Records >>

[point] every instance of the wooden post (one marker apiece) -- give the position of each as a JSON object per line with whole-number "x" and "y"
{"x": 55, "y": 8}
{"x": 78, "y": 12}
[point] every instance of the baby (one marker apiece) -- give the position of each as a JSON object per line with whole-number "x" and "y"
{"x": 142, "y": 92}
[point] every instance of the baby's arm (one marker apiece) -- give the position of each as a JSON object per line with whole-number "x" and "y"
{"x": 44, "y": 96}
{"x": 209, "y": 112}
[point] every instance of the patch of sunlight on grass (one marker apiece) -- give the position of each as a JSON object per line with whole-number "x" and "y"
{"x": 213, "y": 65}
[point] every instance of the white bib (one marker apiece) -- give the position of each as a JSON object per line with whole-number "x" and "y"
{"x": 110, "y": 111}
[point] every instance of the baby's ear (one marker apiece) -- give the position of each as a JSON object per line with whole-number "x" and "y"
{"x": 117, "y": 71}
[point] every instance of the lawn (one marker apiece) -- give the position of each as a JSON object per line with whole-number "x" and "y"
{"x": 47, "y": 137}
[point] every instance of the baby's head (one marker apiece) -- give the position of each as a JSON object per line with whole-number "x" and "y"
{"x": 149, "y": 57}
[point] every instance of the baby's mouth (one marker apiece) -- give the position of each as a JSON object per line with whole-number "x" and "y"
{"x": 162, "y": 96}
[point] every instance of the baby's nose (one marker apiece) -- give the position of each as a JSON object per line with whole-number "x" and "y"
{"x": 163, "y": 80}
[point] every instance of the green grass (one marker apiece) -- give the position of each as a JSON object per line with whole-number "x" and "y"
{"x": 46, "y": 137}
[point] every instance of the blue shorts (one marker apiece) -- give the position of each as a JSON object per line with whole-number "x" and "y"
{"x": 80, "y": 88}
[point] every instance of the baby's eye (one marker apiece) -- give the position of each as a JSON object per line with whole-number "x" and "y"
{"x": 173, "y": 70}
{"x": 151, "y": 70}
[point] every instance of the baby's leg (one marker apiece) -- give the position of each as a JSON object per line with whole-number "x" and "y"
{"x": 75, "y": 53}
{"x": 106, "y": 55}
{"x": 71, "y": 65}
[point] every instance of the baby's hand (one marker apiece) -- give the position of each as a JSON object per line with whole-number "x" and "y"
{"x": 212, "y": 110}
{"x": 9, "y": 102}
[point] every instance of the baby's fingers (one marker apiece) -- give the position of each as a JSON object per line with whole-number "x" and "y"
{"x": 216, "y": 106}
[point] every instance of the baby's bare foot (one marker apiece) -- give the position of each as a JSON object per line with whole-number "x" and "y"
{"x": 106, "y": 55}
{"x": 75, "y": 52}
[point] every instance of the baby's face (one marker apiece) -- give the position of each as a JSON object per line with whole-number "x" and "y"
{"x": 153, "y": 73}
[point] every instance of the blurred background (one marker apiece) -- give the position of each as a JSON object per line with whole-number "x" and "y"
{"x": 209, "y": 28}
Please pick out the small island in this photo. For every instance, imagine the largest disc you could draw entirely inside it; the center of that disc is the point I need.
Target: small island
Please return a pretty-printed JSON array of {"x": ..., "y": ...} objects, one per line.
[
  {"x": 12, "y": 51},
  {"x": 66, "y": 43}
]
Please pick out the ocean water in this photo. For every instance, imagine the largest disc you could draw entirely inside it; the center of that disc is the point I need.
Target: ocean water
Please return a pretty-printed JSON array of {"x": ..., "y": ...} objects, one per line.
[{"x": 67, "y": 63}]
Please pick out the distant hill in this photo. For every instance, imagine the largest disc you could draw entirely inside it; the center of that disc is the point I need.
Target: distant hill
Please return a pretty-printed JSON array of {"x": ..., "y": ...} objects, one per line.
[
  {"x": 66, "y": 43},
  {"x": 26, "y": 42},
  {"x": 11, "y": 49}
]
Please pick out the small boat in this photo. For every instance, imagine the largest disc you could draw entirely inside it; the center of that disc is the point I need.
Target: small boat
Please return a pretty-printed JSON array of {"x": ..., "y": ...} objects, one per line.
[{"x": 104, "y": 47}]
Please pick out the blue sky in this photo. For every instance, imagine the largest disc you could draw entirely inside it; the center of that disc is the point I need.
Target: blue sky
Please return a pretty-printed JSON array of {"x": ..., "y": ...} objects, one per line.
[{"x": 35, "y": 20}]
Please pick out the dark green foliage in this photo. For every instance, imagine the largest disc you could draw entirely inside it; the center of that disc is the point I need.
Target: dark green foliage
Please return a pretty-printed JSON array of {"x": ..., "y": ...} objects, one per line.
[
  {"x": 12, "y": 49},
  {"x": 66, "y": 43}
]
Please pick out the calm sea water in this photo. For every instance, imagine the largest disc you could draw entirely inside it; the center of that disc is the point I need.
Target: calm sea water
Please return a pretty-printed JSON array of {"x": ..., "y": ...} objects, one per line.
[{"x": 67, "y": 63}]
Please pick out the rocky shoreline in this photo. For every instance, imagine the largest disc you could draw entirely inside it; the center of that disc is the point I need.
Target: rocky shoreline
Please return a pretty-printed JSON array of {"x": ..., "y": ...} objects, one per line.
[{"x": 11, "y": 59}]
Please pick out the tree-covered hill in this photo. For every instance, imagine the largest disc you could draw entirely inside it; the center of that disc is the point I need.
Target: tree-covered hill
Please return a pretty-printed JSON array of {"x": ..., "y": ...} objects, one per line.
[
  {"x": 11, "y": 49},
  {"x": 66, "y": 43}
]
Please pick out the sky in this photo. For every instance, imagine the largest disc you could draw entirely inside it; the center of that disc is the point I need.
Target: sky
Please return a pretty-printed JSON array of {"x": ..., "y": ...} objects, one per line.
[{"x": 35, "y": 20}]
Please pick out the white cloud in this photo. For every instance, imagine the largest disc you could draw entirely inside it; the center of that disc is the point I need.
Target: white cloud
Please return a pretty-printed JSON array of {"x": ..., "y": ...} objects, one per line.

Task brief >>
Print exactly the lines of the listing above starting at the line containing "Target: distant hill" and ending at the line containing "Target: blue sky", both included.

Task result >>
Target: distant hill
Please return a pretty-printed JSON array of {"x": ..., "y": ...} objects, one per line.
[
  {"x": 66, "y": 43},
  {"x": 26, "y": 42},
  {"x": 11, "y": 49}
]
Please pick out the small boat in this photo. For every instance, imagine the largest disc you could draw entirely inside it; the center of that disc is the point I need.
Target: small boat
Please return a pretty-printed JSON array of {"x": ..., "y": ...} objects, one per line.
[{"x": 104, "y": 47}]
Please pick out the blue sky in this photo. For every instance, imagine the largest disc you could draw entirely inside it; the center of that disc is the point I need.
Target: blue sky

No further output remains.